# TASK MATERIAL:
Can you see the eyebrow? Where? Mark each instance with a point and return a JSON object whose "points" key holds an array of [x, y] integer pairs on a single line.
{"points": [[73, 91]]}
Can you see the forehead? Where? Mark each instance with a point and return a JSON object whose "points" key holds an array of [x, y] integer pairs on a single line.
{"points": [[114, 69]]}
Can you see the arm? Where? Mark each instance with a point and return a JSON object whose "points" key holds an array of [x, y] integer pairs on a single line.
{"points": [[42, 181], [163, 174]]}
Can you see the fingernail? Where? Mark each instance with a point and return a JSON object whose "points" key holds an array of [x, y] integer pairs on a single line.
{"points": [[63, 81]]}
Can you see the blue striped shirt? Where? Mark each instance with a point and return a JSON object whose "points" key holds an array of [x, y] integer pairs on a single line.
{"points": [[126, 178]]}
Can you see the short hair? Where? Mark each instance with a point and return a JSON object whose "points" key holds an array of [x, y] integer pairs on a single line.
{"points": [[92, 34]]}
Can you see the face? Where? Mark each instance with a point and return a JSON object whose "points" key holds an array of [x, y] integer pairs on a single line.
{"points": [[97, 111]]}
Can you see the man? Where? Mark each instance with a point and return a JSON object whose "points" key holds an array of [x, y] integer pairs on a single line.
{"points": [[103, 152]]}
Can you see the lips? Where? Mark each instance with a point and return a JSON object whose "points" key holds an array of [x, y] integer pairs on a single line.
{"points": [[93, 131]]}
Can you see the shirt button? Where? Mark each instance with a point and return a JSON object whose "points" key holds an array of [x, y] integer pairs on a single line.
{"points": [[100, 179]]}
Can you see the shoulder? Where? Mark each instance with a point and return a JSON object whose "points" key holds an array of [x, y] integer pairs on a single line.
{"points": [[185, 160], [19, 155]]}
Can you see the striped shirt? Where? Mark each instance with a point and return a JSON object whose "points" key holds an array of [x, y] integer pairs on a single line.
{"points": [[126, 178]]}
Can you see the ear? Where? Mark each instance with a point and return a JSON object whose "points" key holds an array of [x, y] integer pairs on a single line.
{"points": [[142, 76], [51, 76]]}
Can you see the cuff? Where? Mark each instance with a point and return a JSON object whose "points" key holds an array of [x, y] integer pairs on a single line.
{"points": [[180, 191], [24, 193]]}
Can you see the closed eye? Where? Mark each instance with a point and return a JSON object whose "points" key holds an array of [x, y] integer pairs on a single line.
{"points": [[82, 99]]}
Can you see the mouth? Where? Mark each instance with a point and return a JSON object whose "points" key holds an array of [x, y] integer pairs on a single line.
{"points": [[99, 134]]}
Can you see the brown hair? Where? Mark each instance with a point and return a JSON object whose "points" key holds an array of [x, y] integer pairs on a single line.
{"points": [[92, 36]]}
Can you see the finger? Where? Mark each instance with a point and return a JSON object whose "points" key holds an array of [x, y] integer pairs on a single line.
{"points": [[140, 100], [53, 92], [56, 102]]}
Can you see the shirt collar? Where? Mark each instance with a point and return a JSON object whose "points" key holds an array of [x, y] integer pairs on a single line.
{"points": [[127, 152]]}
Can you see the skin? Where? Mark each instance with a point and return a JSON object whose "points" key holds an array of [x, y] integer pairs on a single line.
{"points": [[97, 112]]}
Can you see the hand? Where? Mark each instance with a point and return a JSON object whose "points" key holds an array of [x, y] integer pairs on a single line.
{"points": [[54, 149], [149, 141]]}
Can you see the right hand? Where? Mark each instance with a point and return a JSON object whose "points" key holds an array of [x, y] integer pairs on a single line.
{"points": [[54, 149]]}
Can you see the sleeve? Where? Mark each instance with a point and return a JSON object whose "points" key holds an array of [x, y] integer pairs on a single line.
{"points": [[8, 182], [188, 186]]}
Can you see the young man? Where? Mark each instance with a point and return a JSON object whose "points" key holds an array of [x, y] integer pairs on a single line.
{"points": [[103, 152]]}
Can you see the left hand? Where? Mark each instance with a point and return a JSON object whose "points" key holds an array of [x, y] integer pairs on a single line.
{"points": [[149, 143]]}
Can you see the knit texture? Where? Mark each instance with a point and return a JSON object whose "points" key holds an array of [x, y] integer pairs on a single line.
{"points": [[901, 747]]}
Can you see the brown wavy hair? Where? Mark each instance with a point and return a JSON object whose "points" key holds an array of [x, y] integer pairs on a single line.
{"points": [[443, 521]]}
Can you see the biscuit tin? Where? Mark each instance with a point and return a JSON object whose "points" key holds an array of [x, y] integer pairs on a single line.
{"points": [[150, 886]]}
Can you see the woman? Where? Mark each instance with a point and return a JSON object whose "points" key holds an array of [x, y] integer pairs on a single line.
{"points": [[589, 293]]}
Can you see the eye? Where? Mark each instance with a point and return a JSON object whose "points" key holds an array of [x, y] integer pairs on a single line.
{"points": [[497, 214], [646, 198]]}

# GIVEN REQUEST:
Could you give all of these rows again with "integer pairs" replaced by "whole-number pairs" and nothing else changed?

# FINAL ANSWER:
Can you see the eyebrow? Where? Mark each instance with a point and return a JSON object whose "points" key holds an array of [x, y] whole-number pairs on a single line.
{"points": [[73, 91]]}
Can you see the forehead? Where? Mark each instance with a point and return a JSON object whose "points" key holds an array of [x, y] whole-number pairs on a single line.
{"points": [[114, 69]]}
Can you see the arm? Where? Mark each instance with a point and return a JSON object whose "points" key holds an array of [x, y] whole-number pairs on a single line.
{"points": [[42, 181], [163, 174]]}
Can you see the fingernail? Where? Mark each instance with a point and return a JSON object whose "points" key holds an array of [x, y] whole-number pairs on a single line.
{"points": [[63, 81]]}
Can you see the blue striped shirt? Where? Mark each instance with a point and return a JSON object whose "points" key holds an array of [x, y] whole-number pairs on a single line.
{"points": [[126, 178]]}
Can you see the short hair? Where? Mark each instance with a point and return a JSON object whose "points" key holds an array of [x, y] whole-number pairs on a single line.
{"points": [[92, 34]]}
Can you see the face? Where? Mark each instance with a point and return a JSON object whose "points" key holds an array of [x, y] whole-number pairs on a single line.
{"points": [[97, 111]]}
Can you see the man? Where? Mark each instance with a point and return a JSON object whose "points" key holds an array of [x, y] whole-number pairs on a single line.
{"points": [[103, 152]]}
Can you see the lips? Where? Mark each instance with a point and return a JSON object whose "points" key holds an array of [x, y] whole-number pairs on a single line.
{"points": [[93, 131]]}
Can you see the shirt button? Where? Mark each instance with a point and return a JSON object whose "points" key holds an array of [x, y] whole-number pairs on a single line.
{"points": [[100, 179]]}
Can you see the shoulder? Where? Mark each instance with a point and return a JSON object whose "points" key holds an array of [x, y] whole-number pairs on a single line.
{"points": [[185, 160], [19, 155]]}
Can you see the striped shirt? Where? Mark each instance with a point and return a JSON object whose "points" key holds an array of [x, y] whole-number pairs on a single line.
{"points": [[126, 178]]}
Can you see the ear? Where? Mark each instance with a point and return a JSON object whose "points" key holds an array of [x, y] whole-number pairs on a single line.
{"points": [[142, 76], [51, 76]]}
Can you see the cuff? Where? Mark each instance with a point and return a JSON object whose "points" key holds an array of [x, y] whole-number pairs on a single line.
{"points": [[180, 191], [24, 193]]}
Can you see the closed eye? Where? Mark each instance with a point and return a JSON object whose "points" key holds an array of [x, y] whole-number pairs on a single line.
{"points": [[82, 99]]}
Can you see the mouth? Where? Mark each instance with a point and return a JSON object whose "points" key holds an array of [x, y] whole-number pairs on a single line.
{"points": [[99, 134]]}
Can you see the brown hair? Where? Mark each instance with a point and return a JSON object whose "points" key holds an array of [x, y] whole-number pairs on a single line.
{"points": [[92, 36]]}
Can you see the finger? Where? Mark each instance with a point and return a JSON object whose "points" key holds an array of [x, y] whole-number pairs on a single line.
{"points": [[140, 100], [53, 92], [56, 102]]}
Can you see the shirt collar? Where? Mark each instance with a point and return a JSON object whose "points" key holds an array of [x, y] whole-number pairs on a single line.
{"points": [[127, 152]]}
Can you see the skin? Where? Mark each instance with a point and return a JSON object whose "points" key holds an array of [x, y] whole-number pairs on a single line.
{"points": [[97, 112]]}
Can you see the hand? Where? Mark each instance with a point and return a JSON object whose "points" key holds an array of [x, y] whole-number pairs on a single line.
{"points": [[54, 149], [149, 141]]}
Can you see the right hand? Where? Mark each instance with a point and return a JSON object whose "points" key holds an array of [x, y] whole-number pairs on a single line.
{"points": [[54, 149]]}
Can you see the sleeve? Where? Mark each instance with a point and return a JSON object whose "points" key holds an array of [x, y] whole-number pairs on a single line.
{"points": [[8, 182], [188, 186]]}
Can you see the young man? Where? Mark each instance with a point and return a JSON object whose "points" key holds an array of [x, y] whole-number pairs on a single line.
{"points": [[103, 152]]}
Can you see the left hand? Where? Mark each instance with a point and return a JSON object whose "points" key holds an array of [x, y] whole-number pairs on a single line.
{"points": [[149, 143]]}
Can you see the knit texture? Where? Mark each instance with a point and return a JSON object whose "points" key holds an array of [x, y] whole-number pairs on a single line.
{"points": [[901, 747]]}
Can you see the brown wavy hair? Where? Mark each instance with a point and return a JSON object whose "points" key holds an array of [x, y] whole-number pairs on a single line.
{"points": [[443, 521]]}
Can you see the biscuit tin? Where? Mark each instance with a point and return a JSON object whose "points" key holds an array of [x, y] whole-number pairs on a single line.
{"points": [[150, 886]]}
Can you see the woman? Where? Mark each instance with a point and return a JSON object whose "points" key holds an array of [x, y] whole-number pairs on a single line.
{"points": [[589, 293]]}
Can you see the eye? Where? Mark each instance with a point and return a JSON object whose "points" key holds an array of [x, y] whole-number pairs on a single line.
{"points": [[497, 214], [646, 198]]}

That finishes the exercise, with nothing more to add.